═══ READING TEXT ═══

Sheikh Faisal Abdur Rouf Mohammad Ziauddin Haider (known as Zia Haider; 18 November 1936 - 2 September 2008) was a Bangladeshi writer, poet, playwright, translator and professor. He was the founder president of Nagorik Natya Sampradaya and founder of the Bangladesh Institute of Theater Arts. He wrote 7 poems, 4 plays and translated several plays. He was awarded Ekushey Padak by the Government of Bangladesh in 2001 and Bangla Academy Literary Award in 1977.

Early life and education 
Haider was born on 18 November 1936 to Hakimuddin Sheikh and Rahima Khatun in Doharpara village in Pabna District of British India. He was the eldest among his brothers, Rashid Haider, Maqid Haider, Dawood Haider, Zahid Haider, Abid Haider and Arif Haider.

═══

__EXERCISE SET__.
1 – Count the lines in the entries that contain the string "truck", and reply with the number alone.
2 – Extend the Zia Haider biography, picking up right after its final sentence.
The entries that follow have no connection to the Zia Haider biography.

═══ INFORMATION GIVEN ═══

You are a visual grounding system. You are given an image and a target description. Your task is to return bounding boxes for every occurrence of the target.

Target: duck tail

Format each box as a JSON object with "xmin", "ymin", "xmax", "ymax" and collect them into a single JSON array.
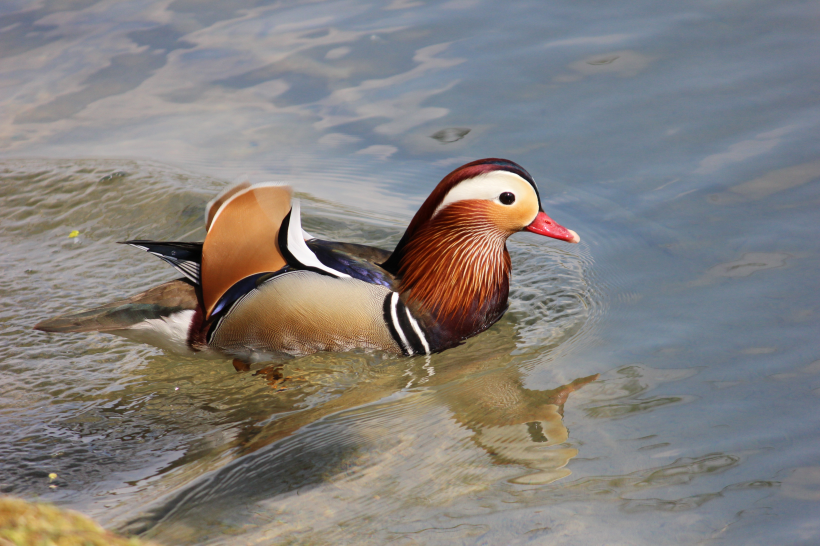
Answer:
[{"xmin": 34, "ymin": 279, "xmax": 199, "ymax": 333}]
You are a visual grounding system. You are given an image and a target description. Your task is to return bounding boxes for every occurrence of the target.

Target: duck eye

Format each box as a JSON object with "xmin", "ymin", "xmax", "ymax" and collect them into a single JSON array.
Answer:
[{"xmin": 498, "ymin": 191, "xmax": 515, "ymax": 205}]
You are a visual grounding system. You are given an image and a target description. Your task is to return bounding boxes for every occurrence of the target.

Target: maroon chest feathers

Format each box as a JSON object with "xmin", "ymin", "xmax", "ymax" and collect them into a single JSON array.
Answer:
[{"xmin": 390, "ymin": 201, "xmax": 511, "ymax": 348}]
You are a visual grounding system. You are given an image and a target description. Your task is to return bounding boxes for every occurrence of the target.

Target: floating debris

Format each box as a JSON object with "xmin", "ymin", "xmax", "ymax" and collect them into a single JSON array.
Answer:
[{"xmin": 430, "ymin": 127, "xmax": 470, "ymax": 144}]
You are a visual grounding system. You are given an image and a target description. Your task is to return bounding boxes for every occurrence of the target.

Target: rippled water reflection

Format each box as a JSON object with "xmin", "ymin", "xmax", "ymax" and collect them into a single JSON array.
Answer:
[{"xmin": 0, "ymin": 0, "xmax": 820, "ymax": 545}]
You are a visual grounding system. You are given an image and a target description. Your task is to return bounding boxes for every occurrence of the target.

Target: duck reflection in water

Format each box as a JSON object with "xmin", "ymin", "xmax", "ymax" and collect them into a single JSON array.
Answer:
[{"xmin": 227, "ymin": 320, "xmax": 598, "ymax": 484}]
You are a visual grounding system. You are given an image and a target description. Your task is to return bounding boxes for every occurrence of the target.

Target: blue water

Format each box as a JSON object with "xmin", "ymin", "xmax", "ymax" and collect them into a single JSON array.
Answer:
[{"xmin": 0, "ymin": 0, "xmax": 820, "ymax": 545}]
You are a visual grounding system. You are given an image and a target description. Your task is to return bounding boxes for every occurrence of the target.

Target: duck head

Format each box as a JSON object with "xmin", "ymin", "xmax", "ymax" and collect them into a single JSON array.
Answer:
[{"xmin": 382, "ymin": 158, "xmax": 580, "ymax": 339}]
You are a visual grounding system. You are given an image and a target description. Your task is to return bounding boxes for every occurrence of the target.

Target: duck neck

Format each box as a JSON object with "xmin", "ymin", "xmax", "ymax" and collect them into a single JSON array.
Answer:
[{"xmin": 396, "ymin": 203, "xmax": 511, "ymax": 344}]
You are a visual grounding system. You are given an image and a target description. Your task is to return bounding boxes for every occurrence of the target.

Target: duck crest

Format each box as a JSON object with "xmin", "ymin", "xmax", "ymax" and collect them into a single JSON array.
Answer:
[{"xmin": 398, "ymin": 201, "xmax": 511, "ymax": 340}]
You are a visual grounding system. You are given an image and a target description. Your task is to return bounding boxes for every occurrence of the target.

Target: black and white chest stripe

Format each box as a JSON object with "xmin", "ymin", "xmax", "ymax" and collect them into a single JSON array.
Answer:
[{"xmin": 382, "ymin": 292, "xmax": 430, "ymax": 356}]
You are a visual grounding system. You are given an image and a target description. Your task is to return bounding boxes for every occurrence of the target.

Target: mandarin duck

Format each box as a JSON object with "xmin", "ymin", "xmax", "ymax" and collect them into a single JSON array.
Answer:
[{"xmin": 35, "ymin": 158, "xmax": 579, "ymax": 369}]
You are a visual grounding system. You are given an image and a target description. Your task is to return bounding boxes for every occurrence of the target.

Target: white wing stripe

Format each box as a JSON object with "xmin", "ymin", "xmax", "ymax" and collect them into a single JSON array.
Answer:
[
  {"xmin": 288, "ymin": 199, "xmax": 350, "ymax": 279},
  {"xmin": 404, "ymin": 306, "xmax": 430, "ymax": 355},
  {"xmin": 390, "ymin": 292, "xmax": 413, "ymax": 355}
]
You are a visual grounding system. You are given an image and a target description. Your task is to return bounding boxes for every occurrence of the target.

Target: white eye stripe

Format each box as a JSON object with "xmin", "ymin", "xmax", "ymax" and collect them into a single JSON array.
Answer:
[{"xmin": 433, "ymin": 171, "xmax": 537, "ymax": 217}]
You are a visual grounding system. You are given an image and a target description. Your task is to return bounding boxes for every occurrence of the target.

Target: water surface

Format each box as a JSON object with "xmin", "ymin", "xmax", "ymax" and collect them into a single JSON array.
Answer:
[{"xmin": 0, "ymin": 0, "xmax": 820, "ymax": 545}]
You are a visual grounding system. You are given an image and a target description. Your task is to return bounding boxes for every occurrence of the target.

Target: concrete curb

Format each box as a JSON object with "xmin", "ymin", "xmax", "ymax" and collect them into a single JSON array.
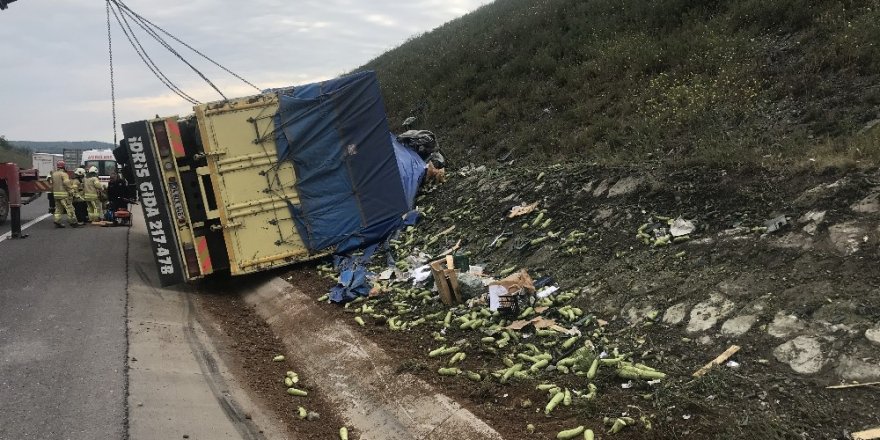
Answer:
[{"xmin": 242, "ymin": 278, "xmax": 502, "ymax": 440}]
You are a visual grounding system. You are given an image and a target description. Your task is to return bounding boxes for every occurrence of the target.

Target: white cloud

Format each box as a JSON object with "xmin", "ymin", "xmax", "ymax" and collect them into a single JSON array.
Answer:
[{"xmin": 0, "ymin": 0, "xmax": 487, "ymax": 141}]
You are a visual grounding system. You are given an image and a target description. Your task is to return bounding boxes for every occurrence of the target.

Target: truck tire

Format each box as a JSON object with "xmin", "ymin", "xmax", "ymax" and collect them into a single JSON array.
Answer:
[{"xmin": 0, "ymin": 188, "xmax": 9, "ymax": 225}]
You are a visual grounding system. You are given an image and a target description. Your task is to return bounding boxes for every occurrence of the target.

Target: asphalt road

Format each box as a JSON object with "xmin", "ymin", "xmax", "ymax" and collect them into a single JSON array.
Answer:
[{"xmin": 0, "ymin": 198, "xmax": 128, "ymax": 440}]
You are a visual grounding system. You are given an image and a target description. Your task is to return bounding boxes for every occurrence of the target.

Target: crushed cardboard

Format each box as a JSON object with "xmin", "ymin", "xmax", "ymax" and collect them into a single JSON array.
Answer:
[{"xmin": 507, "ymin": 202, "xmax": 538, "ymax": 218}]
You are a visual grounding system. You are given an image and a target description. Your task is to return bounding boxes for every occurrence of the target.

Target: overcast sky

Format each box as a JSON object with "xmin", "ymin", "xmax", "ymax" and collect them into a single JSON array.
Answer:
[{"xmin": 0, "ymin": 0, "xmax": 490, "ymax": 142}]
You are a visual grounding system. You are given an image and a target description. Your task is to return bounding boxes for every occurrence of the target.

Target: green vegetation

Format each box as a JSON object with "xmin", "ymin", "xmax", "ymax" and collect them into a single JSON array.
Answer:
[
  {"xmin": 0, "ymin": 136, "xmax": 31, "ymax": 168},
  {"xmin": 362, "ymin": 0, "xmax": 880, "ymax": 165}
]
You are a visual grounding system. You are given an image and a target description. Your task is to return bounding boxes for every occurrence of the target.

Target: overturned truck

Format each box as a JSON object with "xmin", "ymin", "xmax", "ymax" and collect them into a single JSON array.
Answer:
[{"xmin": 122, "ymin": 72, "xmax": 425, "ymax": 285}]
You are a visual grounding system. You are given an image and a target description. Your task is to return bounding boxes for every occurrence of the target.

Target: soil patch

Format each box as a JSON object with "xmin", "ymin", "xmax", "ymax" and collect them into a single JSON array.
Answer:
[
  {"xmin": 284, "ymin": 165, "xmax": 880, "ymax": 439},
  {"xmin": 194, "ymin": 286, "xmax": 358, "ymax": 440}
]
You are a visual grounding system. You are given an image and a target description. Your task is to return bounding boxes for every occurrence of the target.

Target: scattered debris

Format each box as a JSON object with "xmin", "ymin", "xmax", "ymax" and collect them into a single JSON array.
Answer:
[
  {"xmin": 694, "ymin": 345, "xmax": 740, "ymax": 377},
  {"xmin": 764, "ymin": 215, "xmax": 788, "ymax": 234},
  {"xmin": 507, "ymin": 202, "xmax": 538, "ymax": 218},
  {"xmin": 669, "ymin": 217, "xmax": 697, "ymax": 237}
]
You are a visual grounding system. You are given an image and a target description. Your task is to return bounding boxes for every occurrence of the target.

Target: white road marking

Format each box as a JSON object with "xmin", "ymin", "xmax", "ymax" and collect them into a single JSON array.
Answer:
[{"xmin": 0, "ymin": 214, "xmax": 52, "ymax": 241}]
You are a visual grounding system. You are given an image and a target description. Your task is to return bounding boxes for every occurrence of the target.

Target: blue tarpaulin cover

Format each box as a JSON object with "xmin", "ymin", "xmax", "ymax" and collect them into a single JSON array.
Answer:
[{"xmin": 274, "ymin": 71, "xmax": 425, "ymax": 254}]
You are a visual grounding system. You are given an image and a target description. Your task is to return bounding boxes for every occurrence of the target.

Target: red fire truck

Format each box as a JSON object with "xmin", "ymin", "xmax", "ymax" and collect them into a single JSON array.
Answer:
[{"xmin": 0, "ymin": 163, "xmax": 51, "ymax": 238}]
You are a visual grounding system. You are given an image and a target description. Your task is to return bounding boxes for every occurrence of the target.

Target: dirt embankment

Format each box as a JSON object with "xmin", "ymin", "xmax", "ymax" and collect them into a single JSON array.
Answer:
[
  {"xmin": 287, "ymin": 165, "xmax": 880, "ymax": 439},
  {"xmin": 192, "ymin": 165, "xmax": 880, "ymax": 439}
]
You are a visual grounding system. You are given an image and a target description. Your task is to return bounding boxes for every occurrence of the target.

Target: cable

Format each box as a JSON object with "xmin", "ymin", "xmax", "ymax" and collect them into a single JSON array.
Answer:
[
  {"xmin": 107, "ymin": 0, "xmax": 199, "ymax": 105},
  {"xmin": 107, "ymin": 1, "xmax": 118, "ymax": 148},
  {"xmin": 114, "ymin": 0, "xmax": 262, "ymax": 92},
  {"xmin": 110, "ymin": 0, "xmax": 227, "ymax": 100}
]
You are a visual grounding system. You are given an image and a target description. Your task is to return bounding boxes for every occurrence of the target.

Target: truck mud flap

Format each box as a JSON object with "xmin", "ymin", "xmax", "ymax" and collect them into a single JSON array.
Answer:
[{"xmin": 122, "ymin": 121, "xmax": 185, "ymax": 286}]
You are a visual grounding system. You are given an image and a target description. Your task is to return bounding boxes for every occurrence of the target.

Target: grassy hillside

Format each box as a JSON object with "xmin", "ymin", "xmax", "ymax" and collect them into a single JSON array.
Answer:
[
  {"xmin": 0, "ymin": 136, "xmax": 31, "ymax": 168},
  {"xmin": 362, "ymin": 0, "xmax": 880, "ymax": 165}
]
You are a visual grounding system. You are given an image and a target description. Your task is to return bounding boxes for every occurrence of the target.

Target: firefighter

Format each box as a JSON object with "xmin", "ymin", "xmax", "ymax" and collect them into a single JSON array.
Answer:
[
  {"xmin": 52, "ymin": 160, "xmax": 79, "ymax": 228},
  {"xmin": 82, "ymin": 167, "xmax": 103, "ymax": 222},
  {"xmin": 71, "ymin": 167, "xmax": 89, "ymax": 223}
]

═══

__SOLVED TASKS__.
1 – 4

2 –
Career 
Haider started his career in journalism. In 1961, he joined the weekly Chitrali. Later, he joined as a professor at the Government Tolaram College, Narayanganj. Occasionally he took over as the officer of the Culture Department of Bangla Academy. After that he worked as a senior producer in Pakistan Television. He started teaching as an Assistant to the Department of Fine Arts of Chittagong University in 1970. He founded the Nagorik Natya Sampradaya. He established the Bangladesh Institute of Theater Arts (BETA).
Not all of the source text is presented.